### Given data ###

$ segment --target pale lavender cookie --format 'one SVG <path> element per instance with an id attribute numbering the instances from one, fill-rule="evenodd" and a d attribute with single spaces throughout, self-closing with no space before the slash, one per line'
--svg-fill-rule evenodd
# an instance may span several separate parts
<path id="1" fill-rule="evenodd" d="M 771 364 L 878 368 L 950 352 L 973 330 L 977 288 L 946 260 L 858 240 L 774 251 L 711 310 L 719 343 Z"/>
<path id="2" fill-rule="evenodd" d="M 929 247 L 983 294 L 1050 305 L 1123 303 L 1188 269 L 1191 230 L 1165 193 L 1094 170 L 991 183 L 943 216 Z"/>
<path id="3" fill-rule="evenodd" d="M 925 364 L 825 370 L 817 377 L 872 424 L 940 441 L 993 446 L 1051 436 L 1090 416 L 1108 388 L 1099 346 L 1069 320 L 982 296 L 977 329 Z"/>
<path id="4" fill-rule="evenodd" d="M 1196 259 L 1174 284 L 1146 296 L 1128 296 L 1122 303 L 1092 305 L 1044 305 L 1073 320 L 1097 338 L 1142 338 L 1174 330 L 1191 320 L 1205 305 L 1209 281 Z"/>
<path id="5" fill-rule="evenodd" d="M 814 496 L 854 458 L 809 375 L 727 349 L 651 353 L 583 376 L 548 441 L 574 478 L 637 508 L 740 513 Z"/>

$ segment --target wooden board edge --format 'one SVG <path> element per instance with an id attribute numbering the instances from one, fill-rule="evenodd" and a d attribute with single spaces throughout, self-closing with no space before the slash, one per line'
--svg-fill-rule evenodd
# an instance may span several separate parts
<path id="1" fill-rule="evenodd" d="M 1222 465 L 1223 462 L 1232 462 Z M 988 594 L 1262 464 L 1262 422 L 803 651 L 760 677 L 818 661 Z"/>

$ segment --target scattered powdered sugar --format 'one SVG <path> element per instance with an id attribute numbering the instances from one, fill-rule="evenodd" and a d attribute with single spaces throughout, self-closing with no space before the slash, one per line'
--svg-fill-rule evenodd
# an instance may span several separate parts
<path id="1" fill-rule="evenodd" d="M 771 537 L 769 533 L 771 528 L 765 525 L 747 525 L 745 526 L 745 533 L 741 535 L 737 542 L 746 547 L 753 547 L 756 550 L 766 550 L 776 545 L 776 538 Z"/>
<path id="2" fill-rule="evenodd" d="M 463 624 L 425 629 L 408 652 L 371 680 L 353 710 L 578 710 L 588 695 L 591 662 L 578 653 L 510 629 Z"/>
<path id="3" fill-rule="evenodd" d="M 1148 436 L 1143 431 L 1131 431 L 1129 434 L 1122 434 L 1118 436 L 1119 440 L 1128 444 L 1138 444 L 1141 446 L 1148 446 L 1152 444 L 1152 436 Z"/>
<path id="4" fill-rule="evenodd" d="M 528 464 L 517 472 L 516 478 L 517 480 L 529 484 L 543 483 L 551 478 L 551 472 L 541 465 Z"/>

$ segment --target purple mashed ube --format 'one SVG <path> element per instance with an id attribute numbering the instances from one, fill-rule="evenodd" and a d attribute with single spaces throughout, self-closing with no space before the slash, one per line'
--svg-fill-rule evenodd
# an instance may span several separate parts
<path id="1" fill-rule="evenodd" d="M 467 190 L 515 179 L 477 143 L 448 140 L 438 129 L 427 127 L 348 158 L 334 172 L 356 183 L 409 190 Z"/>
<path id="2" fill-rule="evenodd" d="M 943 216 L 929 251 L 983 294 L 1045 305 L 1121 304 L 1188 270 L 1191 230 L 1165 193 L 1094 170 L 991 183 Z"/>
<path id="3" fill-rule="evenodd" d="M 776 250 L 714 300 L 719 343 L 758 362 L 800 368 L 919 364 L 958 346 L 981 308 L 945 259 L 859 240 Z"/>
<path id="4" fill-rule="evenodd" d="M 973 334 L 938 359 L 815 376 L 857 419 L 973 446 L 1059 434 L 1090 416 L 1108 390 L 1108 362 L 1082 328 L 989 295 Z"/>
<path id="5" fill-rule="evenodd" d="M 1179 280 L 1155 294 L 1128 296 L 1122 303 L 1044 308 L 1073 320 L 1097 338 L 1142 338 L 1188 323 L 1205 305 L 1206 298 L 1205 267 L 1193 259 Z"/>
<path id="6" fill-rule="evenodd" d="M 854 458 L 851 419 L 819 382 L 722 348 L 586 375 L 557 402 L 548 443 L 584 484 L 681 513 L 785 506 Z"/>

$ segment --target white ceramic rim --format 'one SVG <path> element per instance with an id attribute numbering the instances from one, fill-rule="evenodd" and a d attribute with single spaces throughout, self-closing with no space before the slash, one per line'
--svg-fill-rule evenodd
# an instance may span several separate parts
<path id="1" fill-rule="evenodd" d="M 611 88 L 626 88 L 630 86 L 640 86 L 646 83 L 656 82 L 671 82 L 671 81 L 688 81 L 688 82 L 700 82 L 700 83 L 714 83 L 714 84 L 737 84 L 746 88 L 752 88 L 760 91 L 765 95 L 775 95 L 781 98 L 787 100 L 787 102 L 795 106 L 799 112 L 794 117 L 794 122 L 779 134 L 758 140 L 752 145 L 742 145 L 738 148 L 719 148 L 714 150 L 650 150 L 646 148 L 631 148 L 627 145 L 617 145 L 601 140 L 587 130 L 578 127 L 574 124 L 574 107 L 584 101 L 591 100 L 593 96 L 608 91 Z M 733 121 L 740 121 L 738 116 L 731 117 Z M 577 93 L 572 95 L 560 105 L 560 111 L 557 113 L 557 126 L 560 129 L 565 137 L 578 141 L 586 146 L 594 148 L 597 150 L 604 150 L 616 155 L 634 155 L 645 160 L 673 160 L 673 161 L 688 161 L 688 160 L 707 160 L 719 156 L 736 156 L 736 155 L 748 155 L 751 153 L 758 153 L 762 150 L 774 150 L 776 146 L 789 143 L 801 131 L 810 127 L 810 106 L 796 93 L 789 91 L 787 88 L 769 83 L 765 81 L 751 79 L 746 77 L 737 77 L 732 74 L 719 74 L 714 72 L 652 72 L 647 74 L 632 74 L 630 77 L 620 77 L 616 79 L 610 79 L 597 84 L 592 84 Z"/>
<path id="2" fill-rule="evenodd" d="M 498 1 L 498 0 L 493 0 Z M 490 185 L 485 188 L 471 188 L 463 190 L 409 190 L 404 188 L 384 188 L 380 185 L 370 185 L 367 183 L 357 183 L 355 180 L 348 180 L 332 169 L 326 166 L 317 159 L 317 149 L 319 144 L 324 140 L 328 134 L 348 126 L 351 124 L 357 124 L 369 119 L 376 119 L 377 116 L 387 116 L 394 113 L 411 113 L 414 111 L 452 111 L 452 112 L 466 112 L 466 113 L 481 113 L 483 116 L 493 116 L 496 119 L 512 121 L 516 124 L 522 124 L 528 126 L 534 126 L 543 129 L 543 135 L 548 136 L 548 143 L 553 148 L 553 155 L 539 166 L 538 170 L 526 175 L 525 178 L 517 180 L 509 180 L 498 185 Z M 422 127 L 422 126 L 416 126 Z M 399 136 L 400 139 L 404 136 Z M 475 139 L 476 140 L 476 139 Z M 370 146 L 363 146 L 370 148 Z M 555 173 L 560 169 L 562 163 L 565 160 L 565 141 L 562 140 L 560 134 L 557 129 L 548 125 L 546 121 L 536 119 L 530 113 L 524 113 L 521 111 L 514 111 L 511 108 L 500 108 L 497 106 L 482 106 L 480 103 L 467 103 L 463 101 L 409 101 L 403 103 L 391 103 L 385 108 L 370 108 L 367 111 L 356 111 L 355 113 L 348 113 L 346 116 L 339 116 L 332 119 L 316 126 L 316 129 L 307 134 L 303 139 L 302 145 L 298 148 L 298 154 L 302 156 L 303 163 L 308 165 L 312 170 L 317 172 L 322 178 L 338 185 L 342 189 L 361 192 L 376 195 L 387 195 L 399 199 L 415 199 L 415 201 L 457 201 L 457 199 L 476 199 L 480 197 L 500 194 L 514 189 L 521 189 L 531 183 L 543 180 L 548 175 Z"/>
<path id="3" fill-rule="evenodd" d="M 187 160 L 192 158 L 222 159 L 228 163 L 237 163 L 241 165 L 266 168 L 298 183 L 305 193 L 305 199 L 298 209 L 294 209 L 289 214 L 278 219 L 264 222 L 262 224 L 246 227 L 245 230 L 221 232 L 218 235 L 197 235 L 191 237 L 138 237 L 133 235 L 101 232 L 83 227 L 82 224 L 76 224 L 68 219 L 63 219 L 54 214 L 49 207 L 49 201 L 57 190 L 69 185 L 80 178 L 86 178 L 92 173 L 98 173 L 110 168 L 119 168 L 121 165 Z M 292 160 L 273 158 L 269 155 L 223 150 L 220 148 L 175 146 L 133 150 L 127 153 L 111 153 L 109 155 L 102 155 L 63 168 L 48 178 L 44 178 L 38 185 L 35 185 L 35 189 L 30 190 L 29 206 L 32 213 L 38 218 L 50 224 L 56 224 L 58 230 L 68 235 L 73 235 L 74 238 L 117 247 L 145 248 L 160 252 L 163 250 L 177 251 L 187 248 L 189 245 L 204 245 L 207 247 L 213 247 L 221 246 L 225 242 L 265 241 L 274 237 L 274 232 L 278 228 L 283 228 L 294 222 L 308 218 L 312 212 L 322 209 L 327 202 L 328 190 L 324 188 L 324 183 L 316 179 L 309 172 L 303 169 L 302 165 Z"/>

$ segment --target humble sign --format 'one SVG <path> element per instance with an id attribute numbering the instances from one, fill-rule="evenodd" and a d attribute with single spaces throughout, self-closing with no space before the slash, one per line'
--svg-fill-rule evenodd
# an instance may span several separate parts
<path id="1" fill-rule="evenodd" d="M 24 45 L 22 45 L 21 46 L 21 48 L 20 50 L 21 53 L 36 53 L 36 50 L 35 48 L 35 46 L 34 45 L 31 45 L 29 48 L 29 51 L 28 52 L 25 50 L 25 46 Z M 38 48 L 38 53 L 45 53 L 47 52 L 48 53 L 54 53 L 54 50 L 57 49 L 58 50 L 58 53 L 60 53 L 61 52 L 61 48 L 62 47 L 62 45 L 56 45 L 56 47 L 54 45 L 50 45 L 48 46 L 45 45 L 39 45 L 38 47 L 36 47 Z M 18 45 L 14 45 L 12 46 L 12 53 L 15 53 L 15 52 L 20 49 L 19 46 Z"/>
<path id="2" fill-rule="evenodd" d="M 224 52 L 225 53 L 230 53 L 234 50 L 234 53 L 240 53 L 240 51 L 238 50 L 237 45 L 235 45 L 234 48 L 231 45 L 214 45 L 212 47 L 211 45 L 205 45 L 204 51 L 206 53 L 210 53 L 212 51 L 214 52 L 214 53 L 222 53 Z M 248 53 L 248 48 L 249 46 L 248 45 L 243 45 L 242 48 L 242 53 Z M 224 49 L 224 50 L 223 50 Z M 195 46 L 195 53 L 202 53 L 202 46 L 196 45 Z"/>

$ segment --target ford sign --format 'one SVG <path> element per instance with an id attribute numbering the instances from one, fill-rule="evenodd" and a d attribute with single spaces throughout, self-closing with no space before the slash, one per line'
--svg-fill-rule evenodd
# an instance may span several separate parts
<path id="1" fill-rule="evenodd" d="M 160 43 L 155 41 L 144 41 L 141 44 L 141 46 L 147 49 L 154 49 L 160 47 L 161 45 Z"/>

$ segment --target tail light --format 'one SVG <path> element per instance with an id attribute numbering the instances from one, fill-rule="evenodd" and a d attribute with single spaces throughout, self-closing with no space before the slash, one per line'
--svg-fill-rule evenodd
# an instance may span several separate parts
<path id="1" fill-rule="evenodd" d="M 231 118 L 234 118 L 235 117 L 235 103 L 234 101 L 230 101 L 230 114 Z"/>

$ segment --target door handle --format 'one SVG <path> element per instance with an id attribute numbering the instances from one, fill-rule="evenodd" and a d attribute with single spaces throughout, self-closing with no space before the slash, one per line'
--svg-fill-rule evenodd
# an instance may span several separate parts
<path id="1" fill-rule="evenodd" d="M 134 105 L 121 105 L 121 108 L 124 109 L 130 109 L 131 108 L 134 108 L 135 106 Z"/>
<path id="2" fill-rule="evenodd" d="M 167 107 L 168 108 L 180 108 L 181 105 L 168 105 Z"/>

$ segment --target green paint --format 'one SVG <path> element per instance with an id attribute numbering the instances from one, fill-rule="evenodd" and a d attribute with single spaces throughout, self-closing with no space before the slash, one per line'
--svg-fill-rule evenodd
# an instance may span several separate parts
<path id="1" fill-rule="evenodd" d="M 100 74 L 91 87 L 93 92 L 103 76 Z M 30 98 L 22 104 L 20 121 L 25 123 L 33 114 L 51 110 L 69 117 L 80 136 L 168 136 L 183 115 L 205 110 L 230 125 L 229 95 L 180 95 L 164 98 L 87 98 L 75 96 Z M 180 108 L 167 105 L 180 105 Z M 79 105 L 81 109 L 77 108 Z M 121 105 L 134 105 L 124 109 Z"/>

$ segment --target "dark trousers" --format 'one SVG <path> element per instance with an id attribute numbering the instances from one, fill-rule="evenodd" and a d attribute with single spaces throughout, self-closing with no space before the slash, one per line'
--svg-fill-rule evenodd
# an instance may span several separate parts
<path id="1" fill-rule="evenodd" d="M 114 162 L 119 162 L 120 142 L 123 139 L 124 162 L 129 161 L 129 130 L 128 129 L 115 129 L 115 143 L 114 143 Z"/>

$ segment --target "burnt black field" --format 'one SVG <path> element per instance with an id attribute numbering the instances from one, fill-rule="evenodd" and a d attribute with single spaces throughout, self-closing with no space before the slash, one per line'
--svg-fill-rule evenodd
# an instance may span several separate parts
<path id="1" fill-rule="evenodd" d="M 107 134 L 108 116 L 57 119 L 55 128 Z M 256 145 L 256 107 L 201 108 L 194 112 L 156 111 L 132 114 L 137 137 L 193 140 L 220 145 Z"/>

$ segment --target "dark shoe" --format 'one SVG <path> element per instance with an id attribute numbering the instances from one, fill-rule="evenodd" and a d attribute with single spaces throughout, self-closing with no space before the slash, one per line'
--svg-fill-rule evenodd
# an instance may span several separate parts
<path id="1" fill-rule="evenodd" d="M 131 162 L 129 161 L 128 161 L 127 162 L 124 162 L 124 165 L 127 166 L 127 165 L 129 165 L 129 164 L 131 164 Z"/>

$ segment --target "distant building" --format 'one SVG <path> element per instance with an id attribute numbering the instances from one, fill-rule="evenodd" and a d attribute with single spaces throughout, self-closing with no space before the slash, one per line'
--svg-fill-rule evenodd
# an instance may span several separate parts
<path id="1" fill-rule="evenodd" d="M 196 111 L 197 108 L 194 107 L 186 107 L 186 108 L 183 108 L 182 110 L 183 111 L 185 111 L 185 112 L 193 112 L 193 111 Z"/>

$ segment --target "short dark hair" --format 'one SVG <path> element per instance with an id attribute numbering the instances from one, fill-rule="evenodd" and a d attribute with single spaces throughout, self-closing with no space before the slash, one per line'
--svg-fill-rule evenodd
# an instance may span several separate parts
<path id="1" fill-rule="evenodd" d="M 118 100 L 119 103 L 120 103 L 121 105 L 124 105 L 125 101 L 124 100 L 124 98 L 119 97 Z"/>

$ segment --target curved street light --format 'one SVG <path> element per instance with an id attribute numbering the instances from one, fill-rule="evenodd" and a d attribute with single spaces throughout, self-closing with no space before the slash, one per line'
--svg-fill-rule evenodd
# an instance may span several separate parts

###

-- Task to carry out --
Can you reproduce the stretch from the start of the items through the line containing "771 364 L 878", both ends included?

-- Result of this exercise --
$ segment --target pale lavender cookie --format 'one SVG <path> element per instance with an id attribute numbering the instances from one, fill-rule="evenodd" and a d attribute with single spaces throughout, self-closing with no space before the slash, one per line'
--svg-fill-rule evenodd
# an instance may span several separate parts
<path id="1" fill-rule="evenodd" d="M 771 364 L 878 368 L 950 352 L 973 330 L 977 288 L 946 260 L 858 240 L 774 251 L 711 310 L 719 343 Z"/>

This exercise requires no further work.